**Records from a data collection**
=====
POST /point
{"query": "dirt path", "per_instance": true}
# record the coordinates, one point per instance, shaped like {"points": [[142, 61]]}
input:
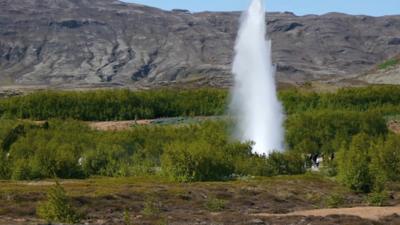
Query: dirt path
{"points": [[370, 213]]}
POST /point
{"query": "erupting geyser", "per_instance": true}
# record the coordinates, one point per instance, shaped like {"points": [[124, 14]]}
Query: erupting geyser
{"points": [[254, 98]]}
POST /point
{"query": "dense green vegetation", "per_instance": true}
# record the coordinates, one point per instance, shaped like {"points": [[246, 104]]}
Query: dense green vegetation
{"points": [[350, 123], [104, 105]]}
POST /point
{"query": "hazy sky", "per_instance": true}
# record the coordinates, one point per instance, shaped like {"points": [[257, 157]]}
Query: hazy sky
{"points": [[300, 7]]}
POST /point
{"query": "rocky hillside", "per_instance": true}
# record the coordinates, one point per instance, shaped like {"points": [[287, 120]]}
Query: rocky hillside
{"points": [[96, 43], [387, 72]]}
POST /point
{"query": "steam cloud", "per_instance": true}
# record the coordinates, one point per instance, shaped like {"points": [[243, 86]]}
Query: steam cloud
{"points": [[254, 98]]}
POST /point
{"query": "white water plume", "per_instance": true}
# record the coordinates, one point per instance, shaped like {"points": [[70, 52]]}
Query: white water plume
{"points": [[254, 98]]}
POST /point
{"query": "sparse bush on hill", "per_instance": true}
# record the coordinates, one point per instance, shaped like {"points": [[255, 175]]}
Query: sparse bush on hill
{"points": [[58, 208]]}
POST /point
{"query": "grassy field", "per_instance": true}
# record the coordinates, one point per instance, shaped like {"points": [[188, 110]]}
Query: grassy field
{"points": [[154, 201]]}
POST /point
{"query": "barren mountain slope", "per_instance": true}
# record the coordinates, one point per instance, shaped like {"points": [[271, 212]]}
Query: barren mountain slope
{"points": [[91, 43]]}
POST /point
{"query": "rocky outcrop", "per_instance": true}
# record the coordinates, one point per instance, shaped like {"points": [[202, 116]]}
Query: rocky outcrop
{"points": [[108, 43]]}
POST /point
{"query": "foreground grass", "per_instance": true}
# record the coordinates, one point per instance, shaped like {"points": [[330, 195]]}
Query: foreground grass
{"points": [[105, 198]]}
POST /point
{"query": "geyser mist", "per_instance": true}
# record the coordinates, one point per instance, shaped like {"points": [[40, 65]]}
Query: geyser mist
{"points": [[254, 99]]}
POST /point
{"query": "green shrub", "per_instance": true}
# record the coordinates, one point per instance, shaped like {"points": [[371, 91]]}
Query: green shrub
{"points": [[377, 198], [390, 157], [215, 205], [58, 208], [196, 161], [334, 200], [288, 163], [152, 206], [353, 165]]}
=====
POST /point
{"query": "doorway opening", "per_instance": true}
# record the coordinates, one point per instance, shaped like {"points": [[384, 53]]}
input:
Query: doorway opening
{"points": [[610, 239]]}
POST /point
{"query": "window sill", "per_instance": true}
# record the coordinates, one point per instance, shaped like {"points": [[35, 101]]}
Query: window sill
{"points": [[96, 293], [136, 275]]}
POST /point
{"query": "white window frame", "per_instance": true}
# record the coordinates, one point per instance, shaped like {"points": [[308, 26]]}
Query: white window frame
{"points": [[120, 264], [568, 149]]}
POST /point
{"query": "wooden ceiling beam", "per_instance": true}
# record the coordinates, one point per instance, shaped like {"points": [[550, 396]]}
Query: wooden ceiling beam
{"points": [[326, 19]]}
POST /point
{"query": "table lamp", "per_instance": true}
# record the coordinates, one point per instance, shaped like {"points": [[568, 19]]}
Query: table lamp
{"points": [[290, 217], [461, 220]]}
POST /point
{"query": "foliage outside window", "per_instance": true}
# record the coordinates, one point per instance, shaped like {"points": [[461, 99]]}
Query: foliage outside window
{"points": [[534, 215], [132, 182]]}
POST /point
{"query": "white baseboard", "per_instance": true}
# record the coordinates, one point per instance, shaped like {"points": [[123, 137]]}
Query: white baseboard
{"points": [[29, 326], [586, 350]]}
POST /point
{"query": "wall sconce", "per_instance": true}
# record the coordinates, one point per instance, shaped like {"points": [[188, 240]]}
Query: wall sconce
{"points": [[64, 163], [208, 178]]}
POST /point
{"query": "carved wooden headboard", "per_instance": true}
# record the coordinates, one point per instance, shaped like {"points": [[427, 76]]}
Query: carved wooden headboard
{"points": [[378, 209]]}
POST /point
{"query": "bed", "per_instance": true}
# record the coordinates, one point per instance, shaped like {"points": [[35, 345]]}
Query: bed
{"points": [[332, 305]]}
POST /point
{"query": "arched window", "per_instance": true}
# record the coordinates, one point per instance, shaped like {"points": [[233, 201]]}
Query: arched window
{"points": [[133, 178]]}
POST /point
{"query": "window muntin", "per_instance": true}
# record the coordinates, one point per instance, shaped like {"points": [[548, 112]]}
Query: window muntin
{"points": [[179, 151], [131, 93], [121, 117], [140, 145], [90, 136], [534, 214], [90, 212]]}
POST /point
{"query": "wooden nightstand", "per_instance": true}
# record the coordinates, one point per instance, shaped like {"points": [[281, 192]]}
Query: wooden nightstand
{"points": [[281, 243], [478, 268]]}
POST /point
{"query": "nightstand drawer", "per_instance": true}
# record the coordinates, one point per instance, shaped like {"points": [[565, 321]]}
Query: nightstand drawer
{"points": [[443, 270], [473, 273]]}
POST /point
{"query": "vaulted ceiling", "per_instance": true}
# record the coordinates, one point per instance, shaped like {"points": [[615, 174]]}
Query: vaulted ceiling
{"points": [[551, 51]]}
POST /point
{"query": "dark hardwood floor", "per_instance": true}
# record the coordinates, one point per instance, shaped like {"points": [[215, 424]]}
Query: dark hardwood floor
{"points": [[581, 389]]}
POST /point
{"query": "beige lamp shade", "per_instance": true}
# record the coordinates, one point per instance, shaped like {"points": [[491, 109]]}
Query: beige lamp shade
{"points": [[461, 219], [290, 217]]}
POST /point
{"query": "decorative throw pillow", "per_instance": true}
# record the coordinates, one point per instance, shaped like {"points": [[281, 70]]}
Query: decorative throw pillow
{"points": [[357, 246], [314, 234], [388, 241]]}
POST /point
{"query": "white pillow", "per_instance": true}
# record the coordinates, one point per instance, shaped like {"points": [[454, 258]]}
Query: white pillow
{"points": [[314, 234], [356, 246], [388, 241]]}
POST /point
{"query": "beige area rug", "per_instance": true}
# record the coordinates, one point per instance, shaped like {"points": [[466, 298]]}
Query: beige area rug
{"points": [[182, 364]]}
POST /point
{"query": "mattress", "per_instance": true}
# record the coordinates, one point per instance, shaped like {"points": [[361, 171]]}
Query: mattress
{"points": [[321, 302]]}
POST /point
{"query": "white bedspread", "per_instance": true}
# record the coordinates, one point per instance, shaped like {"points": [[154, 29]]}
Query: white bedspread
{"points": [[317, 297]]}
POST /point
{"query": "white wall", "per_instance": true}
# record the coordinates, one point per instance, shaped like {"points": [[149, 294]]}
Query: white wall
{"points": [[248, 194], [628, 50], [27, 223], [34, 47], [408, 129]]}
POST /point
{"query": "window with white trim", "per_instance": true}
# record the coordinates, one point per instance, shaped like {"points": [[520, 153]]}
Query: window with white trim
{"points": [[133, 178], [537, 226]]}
=====
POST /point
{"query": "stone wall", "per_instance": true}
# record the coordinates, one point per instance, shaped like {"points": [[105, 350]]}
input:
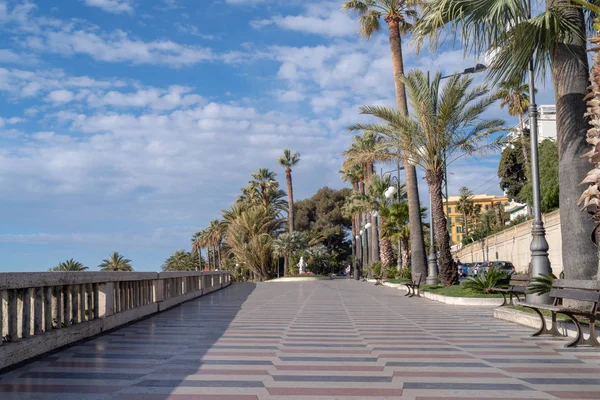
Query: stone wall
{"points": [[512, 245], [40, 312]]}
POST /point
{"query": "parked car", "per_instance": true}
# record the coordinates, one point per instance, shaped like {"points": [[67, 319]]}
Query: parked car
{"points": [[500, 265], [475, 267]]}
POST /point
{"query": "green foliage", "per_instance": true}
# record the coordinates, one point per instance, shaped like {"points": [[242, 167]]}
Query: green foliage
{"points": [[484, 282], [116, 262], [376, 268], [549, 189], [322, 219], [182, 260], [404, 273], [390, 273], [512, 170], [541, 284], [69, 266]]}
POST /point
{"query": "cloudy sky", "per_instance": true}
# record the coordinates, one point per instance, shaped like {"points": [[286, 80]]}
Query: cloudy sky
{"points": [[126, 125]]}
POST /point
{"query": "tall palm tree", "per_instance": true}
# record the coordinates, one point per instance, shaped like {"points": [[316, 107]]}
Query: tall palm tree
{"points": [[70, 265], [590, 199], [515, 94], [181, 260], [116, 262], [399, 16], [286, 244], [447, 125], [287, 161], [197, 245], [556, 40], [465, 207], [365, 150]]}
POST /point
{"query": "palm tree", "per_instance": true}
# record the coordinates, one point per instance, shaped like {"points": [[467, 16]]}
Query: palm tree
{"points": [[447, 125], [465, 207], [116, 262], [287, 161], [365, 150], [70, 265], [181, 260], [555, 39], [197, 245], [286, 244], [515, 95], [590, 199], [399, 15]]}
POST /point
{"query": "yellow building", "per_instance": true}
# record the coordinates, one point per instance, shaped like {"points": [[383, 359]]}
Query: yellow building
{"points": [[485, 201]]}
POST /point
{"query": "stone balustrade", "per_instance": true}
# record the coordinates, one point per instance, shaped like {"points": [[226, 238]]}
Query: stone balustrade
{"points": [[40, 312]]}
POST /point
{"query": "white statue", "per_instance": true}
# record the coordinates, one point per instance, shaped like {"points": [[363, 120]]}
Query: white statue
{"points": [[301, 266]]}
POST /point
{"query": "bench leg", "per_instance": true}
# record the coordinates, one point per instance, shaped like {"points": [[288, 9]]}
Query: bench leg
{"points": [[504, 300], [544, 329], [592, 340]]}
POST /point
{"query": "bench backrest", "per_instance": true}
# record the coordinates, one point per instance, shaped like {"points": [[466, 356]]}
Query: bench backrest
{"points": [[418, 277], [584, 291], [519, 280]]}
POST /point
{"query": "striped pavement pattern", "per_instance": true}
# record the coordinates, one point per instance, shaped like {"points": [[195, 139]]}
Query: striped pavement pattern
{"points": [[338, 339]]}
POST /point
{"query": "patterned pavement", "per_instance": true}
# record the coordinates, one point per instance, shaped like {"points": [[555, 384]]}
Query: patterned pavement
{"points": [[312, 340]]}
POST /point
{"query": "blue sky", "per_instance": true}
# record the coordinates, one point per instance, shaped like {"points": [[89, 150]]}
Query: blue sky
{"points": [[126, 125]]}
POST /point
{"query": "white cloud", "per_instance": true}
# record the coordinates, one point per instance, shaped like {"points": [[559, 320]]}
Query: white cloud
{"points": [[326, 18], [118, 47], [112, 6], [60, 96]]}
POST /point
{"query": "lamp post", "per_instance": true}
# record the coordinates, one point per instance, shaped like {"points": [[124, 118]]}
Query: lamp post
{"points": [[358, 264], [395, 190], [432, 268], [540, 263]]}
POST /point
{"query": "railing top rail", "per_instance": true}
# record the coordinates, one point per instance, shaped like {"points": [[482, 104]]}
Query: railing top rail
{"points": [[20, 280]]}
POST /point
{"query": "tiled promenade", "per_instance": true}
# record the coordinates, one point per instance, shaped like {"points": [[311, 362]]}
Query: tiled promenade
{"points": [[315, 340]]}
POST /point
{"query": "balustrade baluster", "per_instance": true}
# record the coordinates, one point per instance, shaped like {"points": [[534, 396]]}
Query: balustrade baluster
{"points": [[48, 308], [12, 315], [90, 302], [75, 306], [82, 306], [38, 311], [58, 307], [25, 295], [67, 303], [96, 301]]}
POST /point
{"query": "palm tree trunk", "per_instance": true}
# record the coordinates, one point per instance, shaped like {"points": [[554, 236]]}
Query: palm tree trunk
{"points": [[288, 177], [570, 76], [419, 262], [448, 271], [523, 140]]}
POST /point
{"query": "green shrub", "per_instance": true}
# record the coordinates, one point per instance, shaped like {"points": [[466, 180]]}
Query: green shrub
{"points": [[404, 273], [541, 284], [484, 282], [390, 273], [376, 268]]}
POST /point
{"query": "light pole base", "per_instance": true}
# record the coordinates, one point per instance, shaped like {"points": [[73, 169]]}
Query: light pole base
=====
**Exercise description**
Keep only the lines in the rows above that contain the string "dense", treating uppercase and lowercase as different.

**Output for this exercise**
{"query": "dense green vegetation", "per_instance": true}
Query: dense green vegetation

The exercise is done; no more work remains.